*DATASET EXTRACT*:
=-=-=
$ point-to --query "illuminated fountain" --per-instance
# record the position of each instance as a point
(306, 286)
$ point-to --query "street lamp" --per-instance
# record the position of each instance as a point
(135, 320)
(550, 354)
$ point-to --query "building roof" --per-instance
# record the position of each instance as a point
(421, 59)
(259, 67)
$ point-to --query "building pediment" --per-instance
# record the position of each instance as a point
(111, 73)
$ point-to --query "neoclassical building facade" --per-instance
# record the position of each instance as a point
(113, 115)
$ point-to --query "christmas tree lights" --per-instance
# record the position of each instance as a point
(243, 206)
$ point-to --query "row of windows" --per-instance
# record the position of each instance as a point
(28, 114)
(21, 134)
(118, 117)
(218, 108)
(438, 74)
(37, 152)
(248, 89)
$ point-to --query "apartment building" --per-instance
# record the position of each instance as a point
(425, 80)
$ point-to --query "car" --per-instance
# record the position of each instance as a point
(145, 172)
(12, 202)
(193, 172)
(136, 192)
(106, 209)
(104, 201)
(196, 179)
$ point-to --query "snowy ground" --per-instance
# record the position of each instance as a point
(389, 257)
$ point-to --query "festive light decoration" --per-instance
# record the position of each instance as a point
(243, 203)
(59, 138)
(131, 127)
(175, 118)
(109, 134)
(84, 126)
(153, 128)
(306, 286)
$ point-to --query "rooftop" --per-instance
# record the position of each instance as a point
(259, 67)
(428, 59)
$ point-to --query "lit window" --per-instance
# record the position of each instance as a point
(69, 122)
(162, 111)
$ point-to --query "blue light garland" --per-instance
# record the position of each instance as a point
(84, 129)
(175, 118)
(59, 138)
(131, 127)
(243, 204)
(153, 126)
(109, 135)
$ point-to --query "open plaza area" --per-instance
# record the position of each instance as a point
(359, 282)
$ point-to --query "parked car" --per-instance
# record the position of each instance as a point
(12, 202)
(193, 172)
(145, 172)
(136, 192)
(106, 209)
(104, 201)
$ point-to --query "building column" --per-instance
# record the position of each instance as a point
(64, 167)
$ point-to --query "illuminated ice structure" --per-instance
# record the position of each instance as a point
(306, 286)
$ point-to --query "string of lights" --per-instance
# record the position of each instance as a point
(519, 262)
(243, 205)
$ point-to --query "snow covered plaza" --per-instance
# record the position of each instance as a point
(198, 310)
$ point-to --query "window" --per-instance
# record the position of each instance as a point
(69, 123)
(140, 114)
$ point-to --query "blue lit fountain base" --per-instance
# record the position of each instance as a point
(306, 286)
=-=-=
*TASK TO COMPLETE*:
Output the entries exactly.

*RESULT*:
$ point-to --query "illuminated fountain" --per-instance
# record the position of each instance as a point
(306, 286)
$ point-to --query "street lamp" --per-instance
# record the position of each instance as a point
(135, 320)
(550, 354)
$ point-to --query "building roof" --per-instance
# record the position of each instance as a point
(421, 59)
(259, 67)
$ point-to --query "building pediment" --per-instance
# record the position of each instance as a point
(111, 73)
$ point-to --query "neoclassical building facade" --per-instance
# record the position of each instance as a point
(113, 115)
$ point-to --query "christmas tree lights" --per-instance
# record the position of each instance as a point
(243, 206)
$ point-to --query "row of windows" --per-instance
# record the position of each instance as a point
(28, 114)
(21, 134)
(118, 117)
(218, 108)
(438, 74)
(37, 152)
(248, 89)
$ point-to --query "apartment building" --per-instance
# record the position of each instance as a point
(425, 80)
$ point-to --query "car" --per-instance
# record the position of each instance as a point
(145, 172)
(12, 202)
(193, 172)
(136, 192)
(106, 209)
(104, 201)
(196, 179)
$ point-to --query "snowy ground" --per-instance
# record the position of each instance as a point
(389, 257)
$ point-to --query "festive light decoration" --per-instance
# record the position of each instance as a point
(243, 203)
(59, 138)
(131, 127)
(175, 118)
(109, 134)
(84, 126)
(153, 128)
(306, 286)
$ point-to --query "rooftop" --per-instance
# record the position of each instance as a point
(259, 67)
(428, 59)
$ point-to --query "lit window" --per-instance
# record the position of each instance as a point
(69, 122)
(162, 111)
$ point-to --query "blue light garland" --per-instance
# record the position of each instance as a point
(84, 129)
(175, 118)
(59, 138)
(131, 127)
(243, 204)
(153, 126)
(109, 135)
$ point-to --query "open plaza area" --per-instance
# record the position of each instance as a point
(359, 282)
$ point-to --query "parked car" --per-instance
# record the position of each instance as a point
(12, 202)
(193, 172)
(145, 172)
(136, 192)
(106, 209)
(104, 201)
$ point-to --query "building column" --per-instance
# record the position of each instance as a point
(64, 167)
$ point-to --query "illuminated ice structure" --per-instance
# record the position of each instance as a point
(306, 286)
$ point-to --query "string of lights" --per-instance
# record the position of each instance as a point
(519, 262)
(243, 205)
$ point-to --query "snow covered plaza" --per-instance
# record the position of each instance as a point
(198, 310)
$ point-to --query "window" --per-instance
# record the position of each instance as a point
(69, 123)
(140, 114)
$ point-to --query "blue lit fountain base" --per-instance
# record the position of each instance as a point
(306, 286)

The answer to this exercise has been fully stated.